[Items from a dataset]
>>>
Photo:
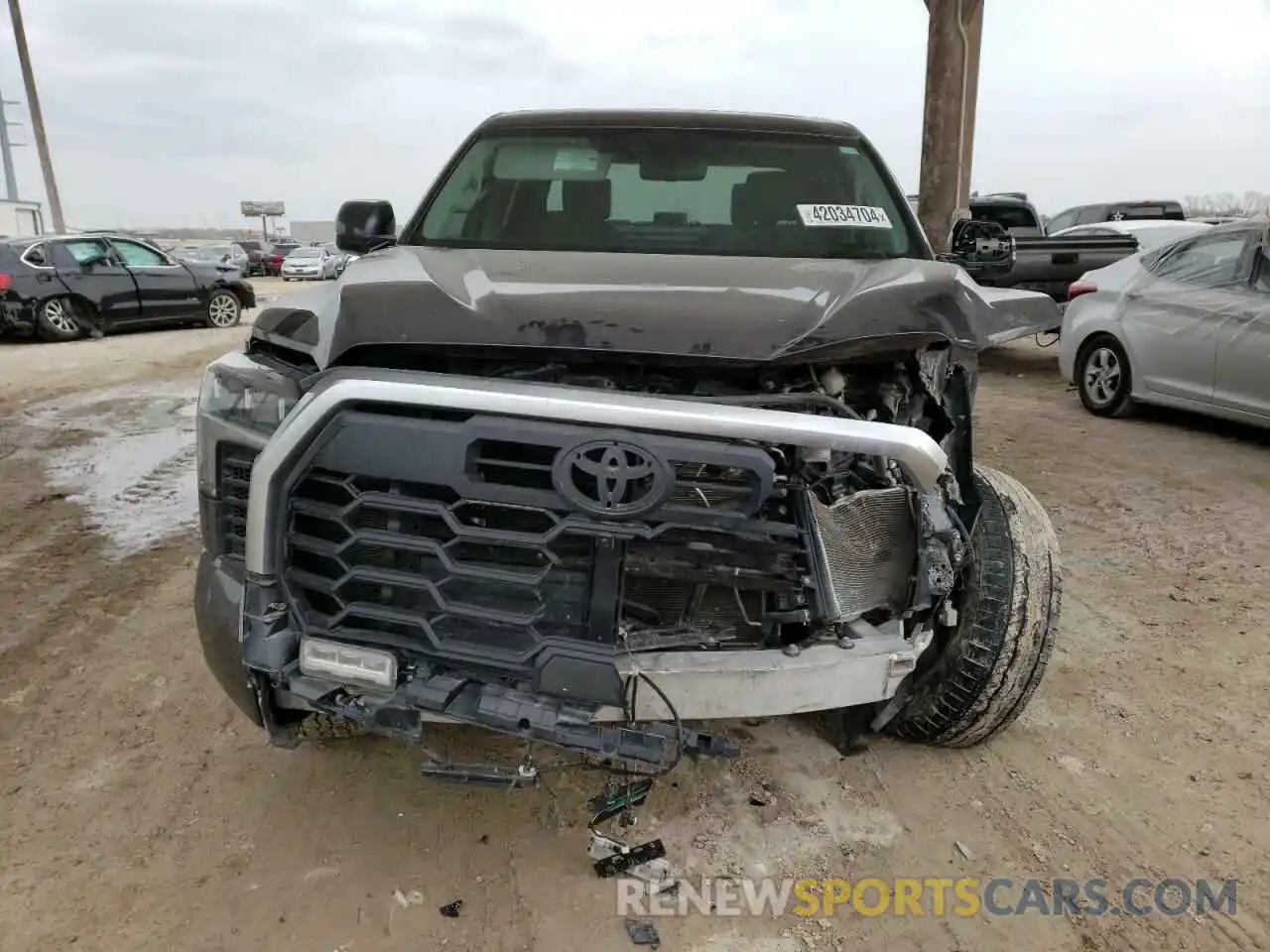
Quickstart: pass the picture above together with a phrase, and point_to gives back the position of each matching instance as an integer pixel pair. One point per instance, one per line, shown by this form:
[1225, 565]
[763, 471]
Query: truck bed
[1051, 264]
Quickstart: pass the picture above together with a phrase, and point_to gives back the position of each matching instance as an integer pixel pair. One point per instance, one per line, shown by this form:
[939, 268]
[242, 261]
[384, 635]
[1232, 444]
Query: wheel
[978, 675]
[1103, 379]
[322, 726]
[56, 320]
[223, 309]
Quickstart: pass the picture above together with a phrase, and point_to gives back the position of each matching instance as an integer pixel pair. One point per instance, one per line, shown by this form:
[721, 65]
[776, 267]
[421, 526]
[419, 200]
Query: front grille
[448, 536]
[413, 560]
[232, 484]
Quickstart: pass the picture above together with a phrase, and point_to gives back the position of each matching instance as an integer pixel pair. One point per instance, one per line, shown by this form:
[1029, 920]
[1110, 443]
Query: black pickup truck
[1044, 263]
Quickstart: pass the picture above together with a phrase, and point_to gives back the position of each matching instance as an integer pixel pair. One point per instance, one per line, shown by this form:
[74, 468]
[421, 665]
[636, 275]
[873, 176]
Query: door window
[1207, 262]
[139, 255]
[35, 255]
[1064, 220]
[86, 249]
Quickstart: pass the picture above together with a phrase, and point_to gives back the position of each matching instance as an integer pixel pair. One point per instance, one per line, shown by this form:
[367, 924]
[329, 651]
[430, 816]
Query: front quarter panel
[1096, 312]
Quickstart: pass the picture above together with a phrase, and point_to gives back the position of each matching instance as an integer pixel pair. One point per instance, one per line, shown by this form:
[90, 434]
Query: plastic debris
[643, 933]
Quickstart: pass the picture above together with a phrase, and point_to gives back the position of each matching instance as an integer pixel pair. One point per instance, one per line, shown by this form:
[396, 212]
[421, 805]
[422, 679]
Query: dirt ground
[140, 811]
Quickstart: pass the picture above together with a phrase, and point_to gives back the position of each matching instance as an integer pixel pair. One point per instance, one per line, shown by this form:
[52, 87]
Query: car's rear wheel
[223, 309]
[1102, 377]
[979, 674]
[58, 318]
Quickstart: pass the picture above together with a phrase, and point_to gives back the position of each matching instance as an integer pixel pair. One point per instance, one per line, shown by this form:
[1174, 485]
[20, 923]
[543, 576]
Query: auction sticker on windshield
[843, 216]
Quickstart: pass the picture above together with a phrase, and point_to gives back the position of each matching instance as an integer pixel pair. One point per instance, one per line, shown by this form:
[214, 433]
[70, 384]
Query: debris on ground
[408, 898]
[643, 933]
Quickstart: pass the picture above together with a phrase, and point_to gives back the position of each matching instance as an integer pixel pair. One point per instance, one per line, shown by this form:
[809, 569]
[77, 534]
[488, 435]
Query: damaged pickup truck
[644, 419]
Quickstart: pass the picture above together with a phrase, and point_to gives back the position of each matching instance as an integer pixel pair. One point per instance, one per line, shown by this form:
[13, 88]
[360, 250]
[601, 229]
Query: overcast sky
[169, 113]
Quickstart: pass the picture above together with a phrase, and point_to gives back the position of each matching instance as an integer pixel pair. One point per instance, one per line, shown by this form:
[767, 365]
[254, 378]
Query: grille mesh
[234, 479]
[869, 549]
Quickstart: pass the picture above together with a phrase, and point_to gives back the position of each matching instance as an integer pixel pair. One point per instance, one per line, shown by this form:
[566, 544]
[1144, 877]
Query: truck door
[87, 270]
[167, 290]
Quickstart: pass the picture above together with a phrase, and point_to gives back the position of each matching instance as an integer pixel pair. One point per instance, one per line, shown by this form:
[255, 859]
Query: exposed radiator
[867, 544]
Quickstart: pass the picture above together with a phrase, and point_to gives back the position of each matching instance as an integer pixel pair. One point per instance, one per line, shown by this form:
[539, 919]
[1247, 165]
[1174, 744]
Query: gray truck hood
[690, 306]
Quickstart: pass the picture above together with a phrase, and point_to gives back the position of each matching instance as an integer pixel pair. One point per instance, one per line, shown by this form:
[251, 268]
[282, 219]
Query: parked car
[55, 286]
[1043, 262]
[273, 259]
[1165, 209]
[339, 255]
[667, 452]
[255, 253]
[230, 257]
[310, 264]
[1187, 325]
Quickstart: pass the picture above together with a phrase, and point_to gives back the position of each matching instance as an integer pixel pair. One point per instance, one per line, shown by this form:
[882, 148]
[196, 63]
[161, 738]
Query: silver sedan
[310, 264]
[1184, 325]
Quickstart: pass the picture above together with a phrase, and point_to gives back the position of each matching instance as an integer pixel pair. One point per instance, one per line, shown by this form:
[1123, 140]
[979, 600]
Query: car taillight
[1080, 287]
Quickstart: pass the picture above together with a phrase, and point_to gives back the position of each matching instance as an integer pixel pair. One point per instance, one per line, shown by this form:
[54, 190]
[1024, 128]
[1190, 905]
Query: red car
[272, 259]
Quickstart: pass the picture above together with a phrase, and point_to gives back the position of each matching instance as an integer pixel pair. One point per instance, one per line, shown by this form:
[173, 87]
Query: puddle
[134, 472]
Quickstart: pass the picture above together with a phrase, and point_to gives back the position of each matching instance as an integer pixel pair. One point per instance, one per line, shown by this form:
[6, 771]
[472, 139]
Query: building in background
[308, 232]
[21, 218]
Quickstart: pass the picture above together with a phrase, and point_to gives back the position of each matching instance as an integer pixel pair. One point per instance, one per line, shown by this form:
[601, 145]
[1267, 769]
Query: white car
[1185, 325]
[310, 264]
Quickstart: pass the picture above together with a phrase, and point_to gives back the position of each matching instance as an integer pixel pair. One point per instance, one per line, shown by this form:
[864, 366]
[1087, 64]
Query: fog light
[348, 664]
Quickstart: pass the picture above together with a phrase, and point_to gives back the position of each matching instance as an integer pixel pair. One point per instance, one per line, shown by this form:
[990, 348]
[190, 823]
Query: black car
[58, 286]
[1116, 211]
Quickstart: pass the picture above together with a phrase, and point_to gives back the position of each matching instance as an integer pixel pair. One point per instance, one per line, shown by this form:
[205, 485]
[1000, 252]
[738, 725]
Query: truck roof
[670, 118]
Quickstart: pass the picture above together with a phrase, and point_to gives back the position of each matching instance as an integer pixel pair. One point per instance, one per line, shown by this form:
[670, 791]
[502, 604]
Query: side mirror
[365, 225]
[984, 249]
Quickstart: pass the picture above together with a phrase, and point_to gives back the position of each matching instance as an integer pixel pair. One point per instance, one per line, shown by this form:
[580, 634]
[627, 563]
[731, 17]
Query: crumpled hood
[735, 308]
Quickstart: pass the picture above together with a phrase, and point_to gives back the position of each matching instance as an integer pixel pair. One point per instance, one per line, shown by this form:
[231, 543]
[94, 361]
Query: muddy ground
[140, 811]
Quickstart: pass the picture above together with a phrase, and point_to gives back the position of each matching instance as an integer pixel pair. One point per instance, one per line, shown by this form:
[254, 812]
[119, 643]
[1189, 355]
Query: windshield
[671, 191]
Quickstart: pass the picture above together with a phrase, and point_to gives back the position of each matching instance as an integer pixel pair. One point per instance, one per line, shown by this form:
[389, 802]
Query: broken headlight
[243, 393]
[240, 404]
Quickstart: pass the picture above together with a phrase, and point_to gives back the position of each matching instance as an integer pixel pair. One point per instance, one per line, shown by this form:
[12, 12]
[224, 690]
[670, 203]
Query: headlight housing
[240, 403]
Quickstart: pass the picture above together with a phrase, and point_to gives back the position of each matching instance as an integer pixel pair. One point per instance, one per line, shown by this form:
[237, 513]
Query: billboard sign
[259, 209]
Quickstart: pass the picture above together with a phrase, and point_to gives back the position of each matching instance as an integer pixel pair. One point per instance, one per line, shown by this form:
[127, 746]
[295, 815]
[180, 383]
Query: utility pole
[37, 118]
[952, 45]
[7, 146]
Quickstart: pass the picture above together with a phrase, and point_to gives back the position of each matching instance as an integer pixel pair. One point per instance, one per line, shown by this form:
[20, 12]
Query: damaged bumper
[699, 684]
[376, 531]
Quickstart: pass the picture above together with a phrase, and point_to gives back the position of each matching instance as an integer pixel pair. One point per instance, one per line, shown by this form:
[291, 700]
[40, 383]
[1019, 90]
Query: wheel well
[229, 289]
[1091, 341]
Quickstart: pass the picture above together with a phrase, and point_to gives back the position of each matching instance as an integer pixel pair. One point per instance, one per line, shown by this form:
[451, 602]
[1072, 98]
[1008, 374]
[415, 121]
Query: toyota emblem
[612, 477]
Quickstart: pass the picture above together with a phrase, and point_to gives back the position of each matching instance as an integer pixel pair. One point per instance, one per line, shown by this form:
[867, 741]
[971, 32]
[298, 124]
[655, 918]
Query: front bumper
[264, 682]
[250, 630]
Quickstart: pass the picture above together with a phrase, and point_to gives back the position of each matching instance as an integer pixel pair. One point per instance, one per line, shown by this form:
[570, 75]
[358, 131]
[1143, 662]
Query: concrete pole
[7, 146]
[948, 125]
[37, 118]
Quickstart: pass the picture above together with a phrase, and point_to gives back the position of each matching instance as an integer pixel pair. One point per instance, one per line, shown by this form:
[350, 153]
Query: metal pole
[947, 137]
[37, 117]
[10, 177]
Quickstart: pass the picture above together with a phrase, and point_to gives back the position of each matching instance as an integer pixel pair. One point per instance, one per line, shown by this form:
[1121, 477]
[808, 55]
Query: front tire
[223, 309]
[989, 664]
[1103, 379]
[58, 320]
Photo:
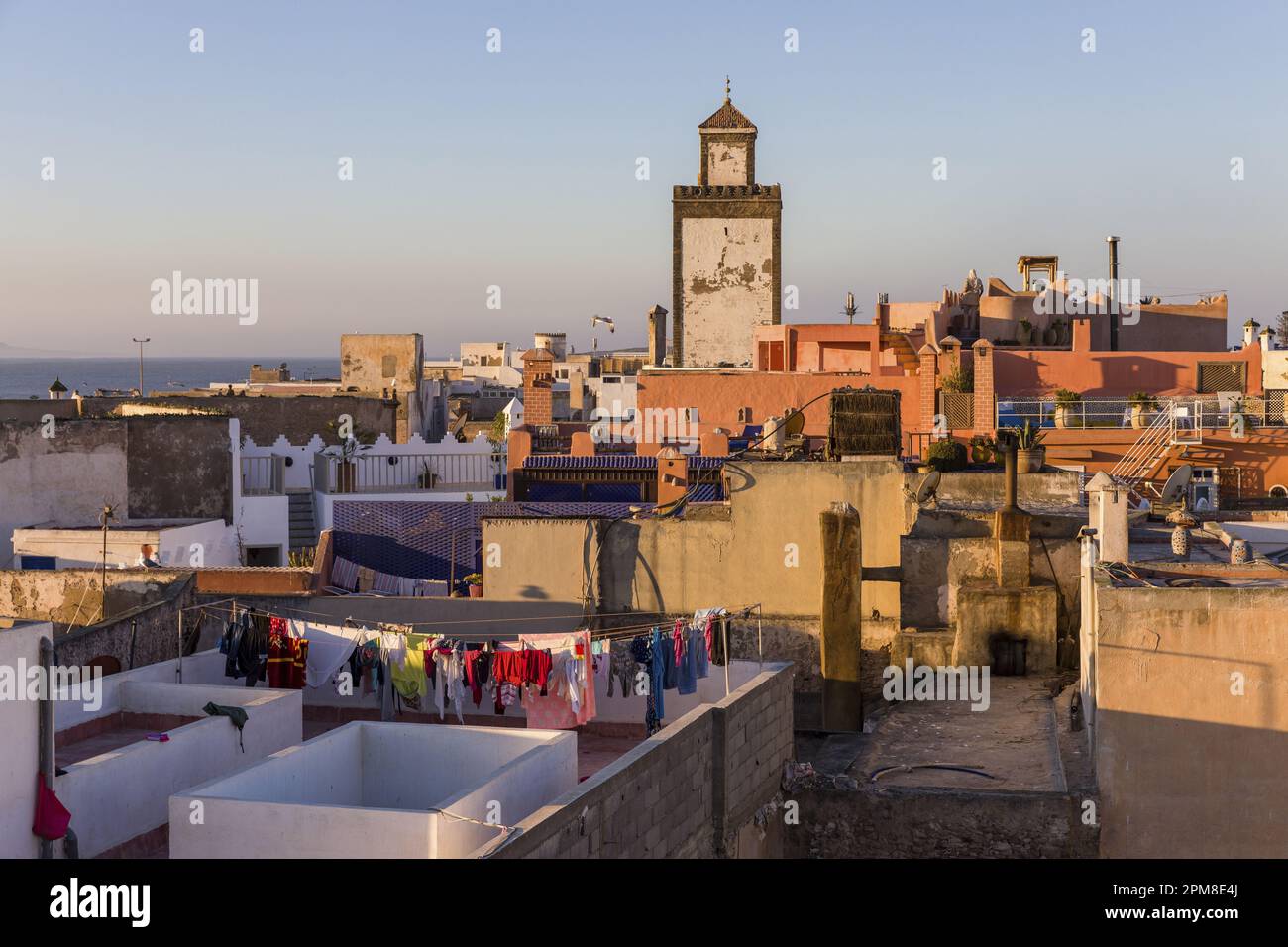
<<<
▶ _REQUIRED WORK_:
Reproduce exactly the lines of the entries above from the first through the line with "[1232, 444]", both included; pictures should not be reproduced.

▶ _THE COMPLETED TASK_:
Photo:
Quickstart: pass the picture above together with a phrase, and point_to gives back the position of each matching instance as an integer pixel pair. One point per instance, one per line, shown by this form:
[1225, 565]
[763, 471]
Query: truck bed
[1051, 264]
Quickstart: pass the picture above together with a phrase, and point_to gives back the position of each matching instance as an integer pixel pair. One point per instance, one per line, shown by this form:
[939, 268]
[242, 261]
[384, 635]
[1232, 444]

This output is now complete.